> _Exercise_
Every entry below is to be copied exactly, with nothing left out.
=== Section Start ===
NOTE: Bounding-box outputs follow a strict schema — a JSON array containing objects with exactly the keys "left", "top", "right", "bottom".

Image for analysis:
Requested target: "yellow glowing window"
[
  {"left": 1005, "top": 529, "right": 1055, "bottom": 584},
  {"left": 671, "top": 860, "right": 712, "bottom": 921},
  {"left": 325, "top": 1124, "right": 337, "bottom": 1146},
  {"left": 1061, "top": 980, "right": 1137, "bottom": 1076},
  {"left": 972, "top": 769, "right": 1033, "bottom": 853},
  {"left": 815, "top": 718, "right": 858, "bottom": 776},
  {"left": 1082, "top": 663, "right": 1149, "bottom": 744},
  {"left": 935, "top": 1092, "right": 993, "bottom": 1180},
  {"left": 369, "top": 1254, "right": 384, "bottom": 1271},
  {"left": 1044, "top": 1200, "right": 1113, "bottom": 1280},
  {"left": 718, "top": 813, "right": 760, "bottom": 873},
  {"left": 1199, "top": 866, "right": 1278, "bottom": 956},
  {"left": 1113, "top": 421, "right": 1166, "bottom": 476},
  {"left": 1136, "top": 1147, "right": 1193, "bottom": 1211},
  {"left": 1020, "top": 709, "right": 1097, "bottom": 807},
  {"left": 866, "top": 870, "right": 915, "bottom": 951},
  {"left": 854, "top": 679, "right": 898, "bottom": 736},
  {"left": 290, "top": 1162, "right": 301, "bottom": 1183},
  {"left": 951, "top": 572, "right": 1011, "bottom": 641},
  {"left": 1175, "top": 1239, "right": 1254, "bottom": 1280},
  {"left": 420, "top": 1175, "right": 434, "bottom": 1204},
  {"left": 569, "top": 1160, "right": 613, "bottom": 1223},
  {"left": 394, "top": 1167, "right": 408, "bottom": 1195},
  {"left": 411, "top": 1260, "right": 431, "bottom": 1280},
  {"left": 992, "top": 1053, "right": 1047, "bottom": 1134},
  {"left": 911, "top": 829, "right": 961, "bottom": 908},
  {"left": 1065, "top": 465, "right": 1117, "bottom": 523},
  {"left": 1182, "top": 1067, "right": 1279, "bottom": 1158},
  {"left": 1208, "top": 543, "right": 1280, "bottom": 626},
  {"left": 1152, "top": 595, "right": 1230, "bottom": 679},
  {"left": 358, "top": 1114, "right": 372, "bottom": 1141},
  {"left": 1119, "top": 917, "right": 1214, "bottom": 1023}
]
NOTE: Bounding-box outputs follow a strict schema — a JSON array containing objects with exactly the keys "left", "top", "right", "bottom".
=== Section End ===
> _Answer to this exercise_
NOTE: Bounding-box outputs follow a strict schema — a JSON array containing objects with exactly the keys "left", "top", "right", "bottom".

Image for analysis:
Requested target: "yellow glowing window"
[
  {"left": 1005, "top": 529, "right": 1055, "bottom": 584},
  {"left": 671, "top": 860, "right": 712, "bottom": 921},
  {"left": 325, "top": 1124, "right": 337, "bottom": 1146},
  {"left": 1061, "top": 980, "right": 1137, "bottom": 1076},
  {"left": 972, "top": 769, "right": 1033, "bottom": 853},
  {"left": 815, "top": 718, "right": 858, "bottom": 776},
  {"left": 1082, "top": 663, "right": 1149, "bottom": 744},
  {"left": 935, "top": 1092, "right": 993, "bottom": 1180},
  {"left": 369, "top": 1254, "right": 384, "bottom": 1271},
  {"left": 1044, "top": 1200, "right": 1113, "bottom": 1280},
  {"left": 718, "top": 813, "right": 760, "bottom": 873},
  {"left": 1199, "top": 866, "right": 1278, "bottom": 956},
  {"left": 1113, "top": 421, "right": 1166, "bottom": 476},
  {"left": 1136, "top": 1147, "right": 1193, "bottom": 1211},
  {"left": 1020, "top": 709, "right": 1097, "bottom": 807},
  {"left": 866, "top": 870, "right": 915, "bottom": 951},
  {"left": 854, "top": 679, "right": 898, "bottom": 736},
  {"left": 290, "top": 1162, "right": 301, "bottom": 1183},
  {"left": 951, "top": 572, "right": 1011, "bottom": 641},
  {"left": 1175, "top": 1239, "right": 1254, "bottom": 1280},
  {"left": 420, "top": 1175, "right": 434, "bottom": 1204},
  {"left": 569, "top": 1160, "right": 613, "bottom": 1223},
  {"left": 394, "top": 1167, "right": 408, "bottom": 1195},
  {"left": 411, "top": 1260, "right": 431, "bottom": 1280},
  {"left": 992, "top": 1053, "right": 1047, "bottom": 1134},
  {"left": 911, "top": 829, "right": 961, "bottom": 908},
  {"left": 1065, "top": 465, "right": 1117, "bottom": 523},
  {"left": 1182, "top": 1067, "right": 1279, "bottom": 1158},
  {"left": 1208, "top": 543, "right": 1280, "bottom": 626},
  {"left": 1152, "top": 595, "right": 1230, "bottom": 679},
  {"left": 358, "top": 1114, "right": 372, "bottom": 1141},
  {"left": 1119, "top": 917, "right": 1214, "bottom": 1023}
]
NOTE: Bounding-box outputs follow a strict schema — a JSON array containing objects with exactly the keys "left", "top", "right", "bottom".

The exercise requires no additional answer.